• _Exercise description_
Transcribe all records exactly.

Named object pointing entries:
==========
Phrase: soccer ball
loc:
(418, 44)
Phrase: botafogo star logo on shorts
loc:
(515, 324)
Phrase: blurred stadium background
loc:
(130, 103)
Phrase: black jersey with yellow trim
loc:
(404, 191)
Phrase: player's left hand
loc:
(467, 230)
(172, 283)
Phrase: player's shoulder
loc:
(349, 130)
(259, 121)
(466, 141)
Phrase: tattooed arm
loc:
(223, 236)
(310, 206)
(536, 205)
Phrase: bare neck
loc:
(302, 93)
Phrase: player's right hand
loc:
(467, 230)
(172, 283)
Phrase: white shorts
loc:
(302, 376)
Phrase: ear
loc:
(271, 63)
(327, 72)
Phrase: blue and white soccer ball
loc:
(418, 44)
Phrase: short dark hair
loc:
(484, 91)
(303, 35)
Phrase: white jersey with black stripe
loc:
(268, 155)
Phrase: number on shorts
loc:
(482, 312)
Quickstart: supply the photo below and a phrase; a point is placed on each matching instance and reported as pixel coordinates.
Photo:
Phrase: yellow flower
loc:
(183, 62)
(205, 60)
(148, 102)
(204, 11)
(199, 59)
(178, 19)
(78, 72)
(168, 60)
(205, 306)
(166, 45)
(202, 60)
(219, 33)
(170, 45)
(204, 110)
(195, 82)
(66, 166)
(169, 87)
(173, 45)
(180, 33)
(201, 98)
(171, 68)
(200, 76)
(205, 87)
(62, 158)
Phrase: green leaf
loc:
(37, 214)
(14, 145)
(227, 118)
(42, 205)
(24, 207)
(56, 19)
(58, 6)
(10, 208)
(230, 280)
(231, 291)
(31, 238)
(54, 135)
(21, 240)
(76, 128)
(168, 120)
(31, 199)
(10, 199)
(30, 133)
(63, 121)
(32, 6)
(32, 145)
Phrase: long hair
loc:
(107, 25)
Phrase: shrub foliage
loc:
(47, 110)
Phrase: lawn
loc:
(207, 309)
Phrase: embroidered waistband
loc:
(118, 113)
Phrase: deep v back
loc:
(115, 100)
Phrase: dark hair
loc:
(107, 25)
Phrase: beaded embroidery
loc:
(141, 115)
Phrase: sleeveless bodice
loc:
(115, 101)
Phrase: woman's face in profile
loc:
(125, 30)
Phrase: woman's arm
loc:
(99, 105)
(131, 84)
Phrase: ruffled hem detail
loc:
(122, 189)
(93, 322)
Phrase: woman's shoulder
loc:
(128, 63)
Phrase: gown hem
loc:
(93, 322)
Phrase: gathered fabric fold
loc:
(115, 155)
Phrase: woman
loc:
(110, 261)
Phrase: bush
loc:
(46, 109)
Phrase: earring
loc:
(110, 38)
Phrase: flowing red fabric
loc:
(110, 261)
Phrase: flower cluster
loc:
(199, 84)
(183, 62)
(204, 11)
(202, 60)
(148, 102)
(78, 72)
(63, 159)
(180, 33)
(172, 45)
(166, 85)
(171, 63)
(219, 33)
==========
• _Correct response_
Phrase: soccer ball
loc:
(418, 44)
Phrase: botafogo star logo on shorts
loc:
(515, 324)
Phrase: blurred stadium background
loc:
(130, 103)
Phrase: black jersey with yellow trim
loc:
(404, 191)
Phrase: player's left hand
loc:
(467, 230)
(172, 283)
Phrase: player's shoulder
loc:
(349, 130)
(259, 121)
(466, 141)
Phrase: tattooed arm
loc:
(223, 236)
(310, 206)
(536, 205)
Phrase: bare neck
loc:
(302, 93)
Phrase: player's right hand
loc:
(467, 230)
(172, 283)
Phrase: white shorts
loc:
(302, 376)
Phrase: ear
loc:
(271, 63)
(327, 72)
Phrase: blue and white soccer ball
loc:
(418, 44)
Phrase: short dark hair
loc:
(484, 91)
(303, 35)
Phrase: white jersey with black stripe
loc:
(268, 155)
Phrase: number on shorts
loc:
(482, 312)
Quickstart: supply the photo below and a phrase; a point is placed on each matching instance and reported as pixel coordinates.
Photo:
Phrase: yellow flower
loc:
(183, 62)
(205, 60)
(148, 102)
(204, 11)
(199, 59)
(178, 19)
(78, 72)
(168, 60)
(205, 306)
(166, 45)
(202, 60)
(219, 33)
(170, 45)
(204, 110)
(195, 82)
(66, 166)
(169, 87)
(173, 45)
(180, 33)
(201, 98)
(171, 68)
(200, 76)
(205, 87)
(62, 158)
Phrase: green leaf
loc:
(37, 214)
(14, 145)
(227, 118)
(42, 205)
(24, 207)
(56, 19)
(58, 6)
(10, 208)
(230, 280)
(231, 291)
(31, 238)
(54, 135)
(21, 240)
(76, 128)
(168, 120)
(31, 199)
(10, 199)
(30, 133)
(63, 121)
(32, 6)
(32, 145)
Phrase: long hair
loc:
(107, 25)
Phrase: shrub foliage
loc:
(47, 110)
Phrase: lawn
loc:
(207, 309)
Phrase: embroidered waistband
loc:
(118, 113)
Phrase: deep v back
loc:
(115, 100)
Phrase: dark hair
loc:
(107, 25)
Phrase: beaded embroidery
loc:
(141, 115)
Phrase: sleeveless bodice
loc:
(115, 101)
Phrase: woman's face in profile
loc:
(125, 30)
Phrase: woman's arm
loc:
(99, 105)
(131, 84)
Phrase: ruffled hem detail
loc:
(122, 189)
(93, 322)
Phrase: woman's shoulder
loc:
(128, 63)
Phrase: gown hem
loc:
(93, 322)
Phrase: gathered fabric fold
loc:
(115, 155)
Phrase: woman
loc:
(110, 261)
Phrase: bush
loc:
(46, 109)
Phrase: earring
loc:
(110, 38)
Phrase: flowing red fabric
loc:
(110, 261)
Phrase: flower cluster
loc:
(199, 84)
(183, 62)
(204, 11)
(202, 60)
(148, 102)
(78, 72)
(63, 159)
(180, 33)
(172, 45)
(166, 85)
(171, 63)
(219, 33)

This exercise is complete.